_WORK TO BE COMPLETED_
Rewrite the data below with "wooden beam" swapped for "timber beam", keeping everything else identical.

_RAW DATA_
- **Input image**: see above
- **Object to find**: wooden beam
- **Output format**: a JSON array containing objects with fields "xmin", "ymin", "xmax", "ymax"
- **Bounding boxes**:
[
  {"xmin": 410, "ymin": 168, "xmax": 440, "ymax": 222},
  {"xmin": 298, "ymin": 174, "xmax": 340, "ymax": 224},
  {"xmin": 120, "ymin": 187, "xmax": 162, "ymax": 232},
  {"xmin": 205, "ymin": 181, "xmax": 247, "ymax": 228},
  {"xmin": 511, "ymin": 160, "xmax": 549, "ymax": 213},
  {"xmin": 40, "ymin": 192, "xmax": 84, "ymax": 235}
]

_EXERCISE ANSWER_
- **Input image**: see above
- **Object to find**: timber beam
- **Output format**: a JSON array containing objects with fields "xmin", "ymin", "xmax", "ymax"
- **Bounding boxes**:
[
  {"xmin": 410, "ymin": 168, "xmax": 440, "ymax": 222},
  {"xmin": 298, "ymin": 174, "xmax": 340, "ymax": 224},
  {"xmin": 120, "ymin": 187, "xmax": 162, "ymax": 232},
  {"xmin": 205, "ymin": 181, "xmax": 247, "ymax": 228},
  {"xmin": 511, "ymin": 160, "xmax": 549, "ymax": 213},
  {"xmin": 40, "ymin": 192, "xmax": 84, "ymax": 235}
]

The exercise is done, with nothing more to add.